→ Aim
List the lines from the one containing "point: garage -- one" through the last line of the entries as a numbered list, including both ends and skipping any blank lines.

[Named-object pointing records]
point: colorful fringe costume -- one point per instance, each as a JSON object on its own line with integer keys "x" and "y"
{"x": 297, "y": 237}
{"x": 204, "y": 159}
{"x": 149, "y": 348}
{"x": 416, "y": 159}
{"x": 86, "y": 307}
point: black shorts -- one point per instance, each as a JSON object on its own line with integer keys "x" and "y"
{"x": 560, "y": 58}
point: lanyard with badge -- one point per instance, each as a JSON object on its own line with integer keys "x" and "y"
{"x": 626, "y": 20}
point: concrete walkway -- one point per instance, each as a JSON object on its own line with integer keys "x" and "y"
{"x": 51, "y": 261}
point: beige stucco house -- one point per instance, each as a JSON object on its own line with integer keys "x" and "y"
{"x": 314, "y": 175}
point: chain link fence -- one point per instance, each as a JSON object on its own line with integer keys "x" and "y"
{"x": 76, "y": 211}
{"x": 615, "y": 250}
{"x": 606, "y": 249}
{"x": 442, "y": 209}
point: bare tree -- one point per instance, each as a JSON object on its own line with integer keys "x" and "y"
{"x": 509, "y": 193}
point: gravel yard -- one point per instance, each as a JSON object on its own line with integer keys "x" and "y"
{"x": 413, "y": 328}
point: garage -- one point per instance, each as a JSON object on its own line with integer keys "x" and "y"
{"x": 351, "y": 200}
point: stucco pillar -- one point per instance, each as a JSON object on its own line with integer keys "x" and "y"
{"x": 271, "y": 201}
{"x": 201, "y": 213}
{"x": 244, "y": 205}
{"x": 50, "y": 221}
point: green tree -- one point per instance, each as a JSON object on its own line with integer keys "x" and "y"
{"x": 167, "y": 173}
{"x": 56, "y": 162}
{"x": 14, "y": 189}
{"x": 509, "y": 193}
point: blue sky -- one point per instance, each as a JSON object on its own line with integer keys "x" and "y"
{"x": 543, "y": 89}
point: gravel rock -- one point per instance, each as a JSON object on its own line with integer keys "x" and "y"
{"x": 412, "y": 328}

→ Final answer
1. point: garage -- one point per instance, each as a JSON object on its own line with integer keys "x" and "y"
2. {"x": 351, "y": 200}
3. point: stucco pillar -- one point per instance, each as a JSON object on its own line with integer keys "x" and "y"
4. {"x": 271, "y": 201}
5. {"x": 201, "y": 213}
6. {"x": 244, "y": 205}
7. {"x": 50, "y": 221}
8. point: green tree -- one point per instance, each as a JSON object on its own line with integer keys "x" and "y"
9. {"x": 167, "y": 173}
10. {"x": 56, "y": 162}
11. {"x": 14, "y": 189}
12. {"x": 509, "y": 193}
13. point: blue sky -- one point per instance, each as a JSON object on its own line with integer keys "x" and "y"
14. {"x": 543, "y": 89}
15. point: gravel rock -- one point per instance, each as a JSON object on its own line with integer keys "x" and "y"
16. {"x": 412, "y": 328}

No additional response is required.